### VORGEGEBENER TEXT
####
Wann Sie wegen Alkoholsucht kündigen dürfen – und wann nicht

Entgeltfortzahlung müssen Sie nur bei unverschuldeter Arbeitsunfähigkeit leisten. Die Frage des Verschuldens ist aber gerade bei Alkoholsucht so eine Sache, insbesondere wenn es um einen Rückfall geht. Das BAG hat jetzt entschieden, wann bei einem Rückfall ein Verschulden vorliegt und welche Möglichkeiten Sie als Arbeitgeber haben, um die Entgeltfortzahlung verweigern zu können.

Nach § 3 Abs. 1 Satz EFZG braucht Ihr Unternehmen keine Entgeltfortzahlung leisten, wenn die Arbeitsunfähigkeit verschuldet ist. Grundsätzlich ist Alkoholsucht eine Krankheit, sodass viel dafür spricht, dass eine durch die Alkoholsucht bedingte Arbeitsunfähigkeit unverschuldet ist.

Nach Auffassung des BAG (Urteil vom 18.03.2015; Az.: 10 AZR 99/14) ist eine Arbeitsunfähigkeit nur dann im Sinne des EFZG verschuldet, wenn der Arbeitnehmer in erheblichem Maße gegen das von einem verständigen Menschen in seinem eigenen Interesse zu erwartende Verhalten verstößt. Nur dann verliert er seinen Anspruch auf Entgeltfortzahlung. Bei einem alkoholabhängigen Arbeitnehmer fehle es suchtbedingt auch im Fall eines Rückfalls nach einer Therapie regelmäßig an einem solchen Verschulden.

Hohe Anforderungen an den Grad des Verschuldens

Das klingt aus Arbeitgebersicht erst einmal sehr hart, zumal, wenn man sich den zugrundeliegenden Sachverhalt anschaut. Ein Mitarbeiter war seit 2007 bis zum 30.12.2011 beschäftigt. Am 23.11.2011 wurde er mit einer Alkoholvergiftung und einem Blutalkoholgehalt von 4,9 Promille in ein Krankenhaus eingeliefert. Anschließend war er rund 10 Monate arbeitsunfähig erkrankt.

Vor diesem Vorfall hatte sich der Mitarbeiter zwei stationären Entzugstherapien unterzogen. Es kam immer wieder zu Rückfällen, sodass die Therapie offensichtlich ohne Erfolg geblieben war. Der Arbeitgeber ging nun davon aus, dass ein Verschulden bei einem Rückfall nach mehrfachem stationärem Entzug und diesbezüglich erfolgter Aufklärung zu bejahen sei.

Den Richtern am BAG reichte das gleichwohl nicht aus. Nach ihrer Auffassung liegt regelmäßig kein Verschulden vor, wenn ein Arbeitnehmer aufgrund seiner Alkoholabhängigkeit arbeitsunfähig wird. Nach dem aktuellen Stand der medizinischen Erkenntnisse könne nicht von einem Verschulden im Sinne des Entgeltfortzahlungsrechts ausgegangen werden.
####
Zeigedaten für Bezugsausdrücke:
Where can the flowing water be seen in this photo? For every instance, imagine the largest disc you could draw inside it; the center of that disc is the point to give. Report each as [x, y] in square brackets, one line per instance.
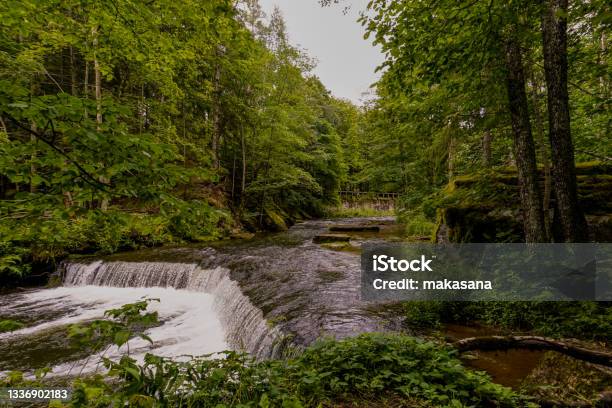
[265, 296]
[268, 296]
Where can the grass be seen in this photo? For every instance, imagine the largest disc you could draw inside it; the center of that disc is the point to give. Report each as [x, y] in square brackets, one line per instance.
[10, 325]
[362, 211]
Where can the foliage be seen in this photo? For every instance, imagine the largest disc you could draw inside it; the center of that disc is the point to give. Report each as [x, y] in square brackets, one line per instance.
[113, 114]
[10, 325]
[583, 320]
[369, 366]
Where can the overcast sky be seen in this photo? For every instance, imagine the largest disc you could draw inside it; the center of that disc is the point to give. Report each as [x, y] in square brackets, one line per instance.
[346, 62]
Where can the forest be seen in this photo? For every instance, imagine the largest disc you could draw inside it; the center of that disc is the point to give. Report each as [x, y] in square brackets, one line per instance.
[130, 125]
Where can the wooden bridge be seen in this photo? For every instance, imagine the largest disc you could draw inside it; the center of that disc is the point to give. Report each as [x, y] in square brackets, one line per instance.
[368, 200]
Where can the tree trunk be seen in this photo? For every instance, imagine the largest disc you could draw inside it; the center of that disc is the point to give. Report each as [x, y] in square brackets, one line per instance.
[554, 33]
[243, 147]
[98, 91]
[215, 119]
[542, 145]
[486, 149]
[534, 343]
[524, 150]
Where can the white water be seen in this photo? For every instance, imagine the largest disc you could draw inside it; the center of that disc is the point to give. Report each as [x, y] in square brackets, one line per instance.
[190, 324]
[244, 325]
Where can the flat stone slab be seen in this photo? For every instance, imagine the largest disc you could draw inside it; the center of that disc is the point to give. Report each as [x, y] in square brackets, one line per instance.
[327, 238]
[354, 228]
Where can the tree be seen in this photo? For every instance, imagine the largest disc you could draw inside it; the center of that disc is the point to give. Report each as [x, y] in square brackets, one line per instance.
[554, 35]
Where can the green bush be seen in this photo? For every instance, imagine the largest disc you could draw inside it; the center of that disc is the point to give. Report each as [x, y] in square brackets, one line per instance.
[44, 241]
[10, 325]
[369, 367]
[584, 320]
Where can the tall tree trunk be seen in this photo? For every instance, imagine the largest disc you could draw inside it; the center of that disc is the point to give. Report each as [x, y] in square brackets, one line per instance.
[554, 33]
[98, 91]
[486, 149]
[215, 119]
[524, 149]
[451, 157]
[543, 148]
[243, 147]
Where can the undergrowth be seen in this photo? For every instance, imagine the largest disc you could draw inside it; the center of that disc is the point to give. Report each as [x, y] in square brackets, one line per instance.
[370, 367]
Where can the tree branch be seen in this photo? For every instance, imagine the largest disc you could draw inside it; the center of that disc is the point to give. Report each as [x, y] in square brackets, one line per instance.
[85, 175]
[534, 343]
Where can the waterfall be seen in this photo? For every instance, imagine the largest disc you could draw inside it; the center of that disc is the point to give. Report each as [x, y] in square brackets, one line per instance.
[245, 327]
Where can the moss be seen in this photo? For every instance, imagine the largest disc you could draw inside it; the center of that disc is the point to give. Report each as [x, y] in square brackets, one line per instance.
[485, 206]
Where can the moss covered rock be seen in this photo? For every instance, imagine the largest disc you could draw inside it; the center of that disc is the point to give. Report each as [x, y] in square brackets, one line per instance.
[485, 207]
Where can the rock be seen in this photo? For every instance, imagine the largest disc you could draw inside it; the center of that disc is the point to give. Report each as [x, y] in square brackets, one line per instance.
[354, 228]
[242, 235]
[326, 238]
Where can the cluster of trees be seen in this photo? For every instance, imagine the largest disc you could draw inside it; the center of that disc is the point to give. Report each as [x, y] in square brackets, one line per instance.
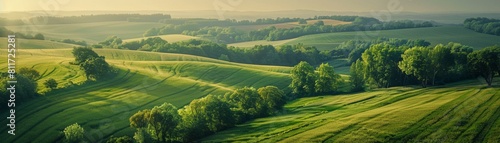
[386, 65]
[4, 32]
[94, 66]
[101, 18]
[307, 82]
[259, 54]
[220, 34]
[205, 116]
[171, 29]
[483, 25]
[73, 133]
[112, 42]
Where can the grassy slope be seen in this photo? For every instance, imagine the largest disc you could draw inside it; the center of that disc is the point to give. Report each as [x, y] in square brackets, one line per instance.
####
### WAS ZU TUN IST
Gib aus dem Text über Alkoholsucht und Lohnfortzahlung den Teil wortgetreu wieder, der mit "Vor diesem Vorfall" anfängt und bis einschließlich "zu bejahen sei." geht. Die Datensätze braucht man hier nicht.

### ANTWORTFELD
Vor diesem Vorfall hatte sich der Mitarbeiter zwei stationären Entzugstherapien unterzogen. Es kam immer wieder zu Rückfällen, sodass die Therapie offensichtlich ohne Erfolg geblieben war. Der Arbeitgeber ging nun davon aus, dass ein Verschulden bei einem Rückfall nach mehrfachem stationärem Entzug und diesbezüglich erfolgter Aufklärung zu bejahen sei.